==== EXTRACT PROVIDED ====
Now excuse me, I need to go off and find a thread where I can insult TJ. :shifty:


----------



## vermontpainter (Dec 24, 2007)

We charge per nail hole and caulking is done by the l.i. (linear inch). I'm so not kidding. Unit costs and production rates from one company to another (much less market to market) are kind of misleading to compare.


----------



## aaron61 (Apr 29, 2007)

Before I would EVER answer a specific pricing question.I would like to know what you would charge? After all you did state thate you share your views with others.


----------



## TJ Paint (Jun 18, 2009)

On the brightside, my current customer is smoking hot. She does yoga and stuff... I'd probably glaze her windows for free if she asked me, and like vp, I'm totally not kidding about this.


----------



## AztecPainting (Jan 28, 2010)

researchhound said:


> _"
> 
> Now excuse me, I need to go off and find a thread where I can insult TJ. :shifty:_


_

haha I love this one!!! :thumbup:_


----------



## jeffnc (Mar 14, 2011)

aaron61 said:


> Before I would EVER answer a specific pricing question.I would like to know what you would charge? After all you did state thate you share your views with others.


I charge between 40 cents and 1.00 sf for painting walls depending on lots of things - the sorts of things you can imagine. Typically it would be between 45 cents and 75 cents, for difficulty/good customers/low profit for future business or referrals/paint sheen/color, etc. If I paint a ceiling myself, I usually a bit more than walls, basically because I don't like it. But the labor charge is usually the same for me if I have someone paint, and of course it's always an easy cover and finish - flat white over flat white or other pale color. Popcorn ceilings are sometimes problematic and sometimes easy, so I emphasize "estimate" on those.

Painting trim is up to a dollar lf, or less depending on above. In this case the crown molding is bare wood and the homeowner had it installed after they bought the house. Also, the window trim. Yes, the house was built and purchased and considered complete with door trim but no window trim!!
====
TASKS:
1. Answer these about the painting pricing thread:
(a) How does vermontpainter say caulking is charged?
(b) What does jeffnc typically charge per square foot for painting walls?
(c) What does TJ Paint say he would probably do for free if his current customer asked?
2. Please carry the painting pricing thread on from its final sentence.
==== DATA ENTRIES ====
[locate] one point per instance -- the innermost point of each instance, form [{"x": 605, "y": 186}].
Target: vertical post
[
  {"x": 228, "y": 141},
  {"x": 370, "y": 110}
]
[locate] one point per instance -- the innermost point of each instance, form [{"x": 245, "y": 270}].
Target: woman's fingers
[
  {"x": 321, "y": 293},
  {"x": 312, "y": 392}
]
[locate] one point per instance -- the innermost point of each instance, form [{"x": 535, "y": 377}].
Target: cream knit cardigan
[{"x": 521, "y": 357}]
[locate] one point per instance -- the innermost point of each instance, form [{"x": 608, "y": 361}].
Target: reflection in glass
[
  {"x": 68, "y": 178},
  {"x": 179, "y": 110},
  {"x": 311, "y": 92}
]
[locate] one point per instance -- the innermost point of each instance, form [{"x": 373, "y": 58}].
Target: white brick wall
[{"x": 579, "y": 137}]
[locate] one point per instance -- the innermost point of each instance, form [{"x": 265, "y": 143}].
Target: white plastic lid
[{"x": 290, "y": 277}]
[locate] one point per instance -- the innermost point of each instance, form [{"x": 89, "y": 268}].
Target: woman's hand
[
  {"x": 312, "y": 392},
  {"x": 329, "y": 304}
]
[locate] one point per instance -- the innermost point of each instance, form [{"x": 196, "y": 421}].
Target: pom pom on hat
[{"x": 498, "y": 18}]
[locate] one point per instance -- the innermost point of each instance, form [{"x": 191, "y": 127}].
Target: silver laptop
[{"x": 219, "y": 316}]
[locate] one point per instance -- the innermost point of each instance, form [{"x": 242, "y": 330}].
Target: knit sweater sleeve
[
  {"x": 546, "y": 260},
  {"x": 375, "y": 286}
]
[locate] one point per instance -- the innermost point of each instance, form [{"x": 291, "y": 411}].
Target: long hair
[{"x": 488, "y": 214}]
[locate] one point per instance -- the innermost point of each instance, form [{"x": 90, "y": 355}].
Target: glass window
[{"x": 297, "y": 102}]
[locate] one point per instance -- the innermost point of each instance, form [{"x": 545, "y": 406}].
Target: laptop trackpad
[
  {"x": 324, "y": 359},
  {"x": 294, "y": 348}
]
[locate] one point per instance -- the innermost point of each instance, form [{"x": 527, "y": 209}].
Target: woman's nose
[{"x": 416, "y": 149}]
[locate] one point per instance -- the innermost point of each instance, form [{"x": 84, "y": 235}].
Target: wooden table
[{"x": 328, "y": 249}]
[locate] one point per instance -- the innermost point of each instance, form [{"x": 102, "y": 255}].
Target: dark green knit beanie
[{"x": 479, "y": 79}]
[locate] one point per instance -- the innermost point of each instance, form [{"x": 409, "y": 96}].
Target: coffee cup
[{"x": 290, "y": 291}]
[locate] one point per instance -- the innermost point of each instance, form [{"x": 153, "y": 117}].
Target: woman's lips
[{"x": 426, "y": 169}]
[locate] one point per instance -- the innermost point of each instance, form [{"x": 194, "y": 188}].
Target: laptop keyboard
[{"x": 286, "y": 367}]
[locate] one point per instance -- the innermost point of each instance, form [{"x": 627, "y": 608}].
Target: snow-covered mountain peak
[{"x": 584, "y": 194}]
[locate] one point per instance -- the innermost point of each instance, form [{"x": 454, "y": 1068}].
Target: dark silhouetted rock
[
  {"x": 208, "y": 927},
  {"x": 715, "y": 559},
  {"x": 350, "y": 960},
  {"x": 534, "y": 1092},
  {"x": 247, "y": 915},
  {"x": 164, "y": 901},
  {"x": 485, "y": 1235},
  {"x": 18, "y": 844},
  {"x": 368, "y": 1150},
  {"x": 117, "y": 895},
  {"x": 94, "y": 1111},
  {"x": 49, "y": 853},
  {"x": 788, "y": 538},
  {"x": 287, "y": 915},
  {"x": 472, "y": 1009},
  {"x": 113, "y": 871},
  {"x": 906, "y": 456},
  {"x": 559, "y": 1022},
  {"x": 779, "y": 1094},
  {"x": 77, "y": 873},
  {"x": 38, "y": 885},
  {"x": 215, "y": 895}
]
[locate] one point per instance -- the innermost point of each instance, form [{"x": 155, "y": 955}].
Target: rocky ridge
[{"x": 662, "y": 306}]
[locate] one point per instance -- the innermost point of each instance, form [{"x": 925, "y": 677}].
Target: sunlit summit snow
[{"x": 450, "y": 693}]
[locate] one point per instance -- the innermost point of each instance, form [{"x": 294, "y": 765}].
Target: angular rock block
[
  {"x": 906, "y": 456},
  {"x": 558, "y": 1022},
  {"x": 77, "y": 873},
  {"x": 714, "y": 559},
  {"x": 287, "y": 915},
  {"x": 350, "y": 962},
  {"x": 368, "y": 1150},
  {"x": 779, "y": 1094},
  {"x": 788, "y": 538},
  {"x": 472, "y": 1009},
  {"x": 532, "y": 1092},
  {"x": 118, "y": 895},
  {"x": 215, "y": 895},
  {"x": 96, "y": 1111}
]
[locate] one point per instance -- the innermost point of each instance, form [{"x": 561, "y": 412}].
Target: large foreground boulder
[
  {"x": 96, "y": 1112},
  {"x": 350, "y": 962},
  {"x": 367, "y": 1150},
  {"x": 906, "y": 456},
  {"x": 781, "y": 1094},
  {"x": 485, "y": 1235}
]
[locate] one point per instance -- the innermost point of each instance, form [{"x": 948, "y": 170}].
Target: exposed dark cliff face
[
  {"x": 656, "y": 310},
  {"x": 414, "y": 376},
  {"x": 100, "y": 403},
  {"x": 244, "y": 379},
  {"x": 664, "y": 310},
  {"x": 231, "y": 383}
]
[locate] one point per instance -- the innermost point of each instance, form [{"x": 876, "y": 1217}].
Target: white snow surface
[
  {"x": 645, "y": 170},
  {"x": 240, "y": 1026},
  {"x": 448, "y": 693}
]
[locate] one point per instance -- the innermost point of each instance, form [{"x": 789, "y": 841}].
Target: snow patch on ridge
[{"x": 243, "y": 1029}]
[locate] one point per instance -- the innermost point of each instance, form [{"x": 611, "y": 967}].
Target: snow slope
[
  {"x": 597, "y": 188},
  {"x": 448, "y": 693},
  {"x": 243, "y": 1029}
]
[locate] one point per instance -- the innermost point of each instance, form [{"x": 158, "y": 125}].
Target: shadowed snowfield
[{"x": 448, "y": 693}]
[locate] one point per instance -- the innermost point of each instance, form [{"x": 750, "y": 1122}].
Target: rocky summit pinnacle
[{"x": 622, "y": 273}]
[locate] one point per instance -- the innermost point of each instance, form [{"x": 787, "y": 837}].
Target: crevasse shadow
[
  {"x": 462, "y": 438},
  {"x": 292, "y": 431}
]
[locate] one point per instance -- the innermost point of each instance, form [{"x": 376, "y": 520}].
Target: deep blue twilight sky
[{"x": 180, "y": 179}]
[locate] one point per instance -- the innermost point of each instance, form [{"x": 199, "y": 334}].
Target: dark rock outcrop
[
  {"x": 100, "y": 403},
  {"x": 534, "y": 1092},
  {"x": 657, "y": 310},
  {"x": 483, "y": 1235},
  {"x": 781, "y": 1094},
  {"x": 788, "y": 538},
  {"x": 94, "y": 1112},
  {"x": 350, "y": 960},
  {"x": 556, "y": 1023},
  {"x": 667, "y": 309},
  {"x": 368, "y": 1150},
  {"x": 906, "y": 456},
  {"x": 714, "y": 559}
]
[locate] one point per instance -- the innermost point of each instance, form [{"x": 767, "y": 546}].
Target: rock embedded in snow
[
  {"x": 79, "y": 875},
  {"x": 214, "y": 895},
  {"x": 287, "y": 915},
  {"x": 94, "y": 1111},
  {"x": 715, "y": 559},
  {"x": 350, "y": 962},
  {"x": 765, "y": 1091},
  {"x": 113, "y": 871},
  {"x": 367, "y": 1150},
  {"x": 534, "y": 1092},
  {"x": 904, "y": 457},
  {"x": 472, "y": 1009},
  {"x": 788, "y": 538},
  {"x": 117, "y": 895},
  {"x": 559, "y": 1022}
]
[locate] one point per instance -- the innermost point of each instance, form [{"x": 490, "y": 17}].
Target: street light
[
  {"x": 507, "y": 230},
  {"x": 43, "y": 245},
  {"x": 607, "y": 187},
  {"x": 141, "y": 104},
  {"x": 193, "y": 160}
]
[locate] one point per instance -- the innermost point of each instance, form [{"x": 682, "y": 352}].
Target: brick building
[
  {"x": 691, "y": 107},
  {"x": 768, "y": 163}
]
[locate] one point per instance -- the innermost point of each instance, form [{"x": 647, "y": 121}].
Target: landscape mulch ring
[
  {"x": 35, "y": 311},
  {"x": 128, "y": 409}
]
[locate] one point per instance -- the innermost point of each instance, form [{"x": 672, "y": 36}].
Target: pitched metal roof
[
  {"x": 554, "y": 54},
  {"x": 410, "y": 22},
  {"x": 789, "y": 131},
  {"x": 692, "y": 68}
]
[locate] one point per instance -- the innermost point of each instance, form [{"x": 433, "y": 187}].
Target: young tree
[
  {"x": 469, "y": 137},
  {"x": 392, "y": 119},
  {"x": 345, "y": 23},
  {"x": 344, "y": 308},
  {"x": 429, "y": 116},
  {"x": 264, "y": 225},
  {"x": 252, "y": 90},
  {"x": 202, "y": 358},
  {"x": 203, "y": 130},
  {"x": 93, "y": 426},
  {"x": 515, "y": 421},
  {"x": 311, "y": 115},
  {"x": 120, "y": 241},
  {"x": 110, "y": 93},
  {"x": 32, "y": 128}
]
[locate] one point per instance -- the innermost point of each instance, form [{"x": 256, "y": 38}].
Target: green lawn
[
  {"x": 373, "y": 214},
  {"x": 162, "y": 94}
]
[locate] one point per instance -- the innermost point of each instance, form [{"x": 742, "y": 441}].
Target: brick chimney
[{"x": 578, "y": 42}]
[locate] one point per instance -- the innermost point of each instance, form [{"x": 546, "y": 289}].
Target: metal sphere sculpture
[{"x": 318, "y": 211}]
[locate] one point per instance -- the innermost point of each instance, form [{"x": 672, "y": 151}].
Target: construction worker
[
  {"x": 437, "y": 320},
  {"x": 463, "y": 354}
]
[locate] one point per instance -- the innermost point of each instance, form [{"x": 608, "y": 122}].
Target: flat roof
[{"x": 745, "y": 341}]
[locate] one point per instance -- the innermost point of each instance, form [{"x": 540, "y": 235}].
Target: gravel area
====
RESPONSES TO THE TASKS:
1.
(a) By the linear inch.
(b) Between 45 cents and 75 cents.
(c) Glaze her windows.

2.
Now, as strange as that is, it also seems dumb to install bare wood trim that's going to be painted white. I would always install preprimed trim because it's much cheaper that way. Whatever few cents they saved by installing bare wood is going to be more than lost priming it by hand once it's on the walls. Now it basically has to be painted at least twice, approximately doubling their cost over painting white-primed wood. And then there is the issue of caulking after the walls have been painted, rather than before.


----------



## jeffnc (Mar 14, 2011)

researchhound said:


> Also, since PT is for professional painters, it is sort of assumed that you already know how to price.


If PT is for professional painters, I'd also assume they already know how to paint, and how to buy supplies, etc. So it begs the question - why are there any questions and answers at all?


----------



## PressurePros (May 6, 2007)

jeffnc said:


> Thanks for the replies. You're real professionals and I'm sure you're very proud of yourselves.
> 
> Several times a year I check quotes in my area and in online forums. I have my own pricing structures, but you should know that it's good to keep up with how others are doing it. Markets change, products change, pricing changes. If you don't think that's a good idea to keep up with it, then you're probably not very serious yourselves.


I'm very serious about my business and couldn't care less what others charge. I'm sure you realize being a pro that there is no such thing as a "going rate".


----------



## jeffnc (Mar 14, 2011)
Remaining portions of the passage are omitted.